RECORD EXCERPTS:
—————
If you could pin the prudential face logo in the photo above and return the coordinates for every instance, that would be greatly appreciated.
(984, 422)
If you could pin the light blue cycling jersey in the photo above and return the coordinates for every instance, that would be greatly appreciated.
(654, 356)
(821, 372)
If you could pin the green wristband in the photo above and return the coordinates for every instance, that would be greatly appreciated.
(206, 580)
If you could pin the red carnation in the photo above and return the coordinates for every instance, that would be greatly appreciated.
—————
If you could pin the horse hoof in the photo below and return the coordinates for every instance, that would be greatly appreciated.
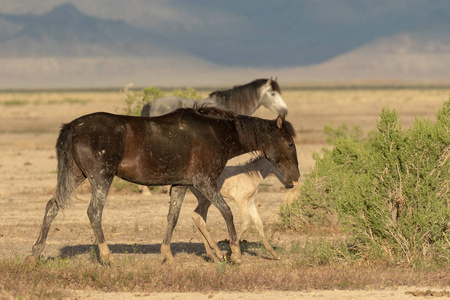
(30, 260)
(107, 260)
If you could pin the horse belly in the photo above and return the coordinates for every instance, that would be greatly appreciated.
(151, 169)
—————
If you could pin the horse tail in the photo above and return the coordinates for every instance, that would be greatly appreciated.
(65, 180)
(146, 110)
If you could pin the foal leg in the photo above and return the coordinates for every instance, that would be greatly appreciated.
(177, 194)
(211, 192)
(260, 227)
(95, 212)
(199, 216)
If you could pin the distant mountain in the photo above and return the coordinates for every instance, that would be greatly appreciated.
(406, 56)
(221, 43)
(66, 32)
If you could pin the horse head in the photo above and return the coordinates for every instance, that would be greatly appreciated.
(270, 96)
—————
SHORT TASK: Reproduce the portion of the records above that opens with the line containing "If you could pin the prudential" and closes with the line containing "If you could pin the red", both lines included, with the requests. Shift every coordinate in the answers by adding 144 to each number.

FINISHED ANSWER:
If you could pin the prudential face logo in the photo above and return the coordinates for every instance, that would be greatly appreciated.
(1128, 566)
If you could pin the light blue cycling jersey in the photo above and return the coordinates for every instance, that would be greatly appreciated.
(798, 500)
(965, 516)
If you could pin the green wristband in the photo above and return the coordinates for every instance, that would be greatly appreciated.
(350, 724)
If you could pin the red carnation in the photo above and return the coordinates for every instance, that would be greatly appreciated.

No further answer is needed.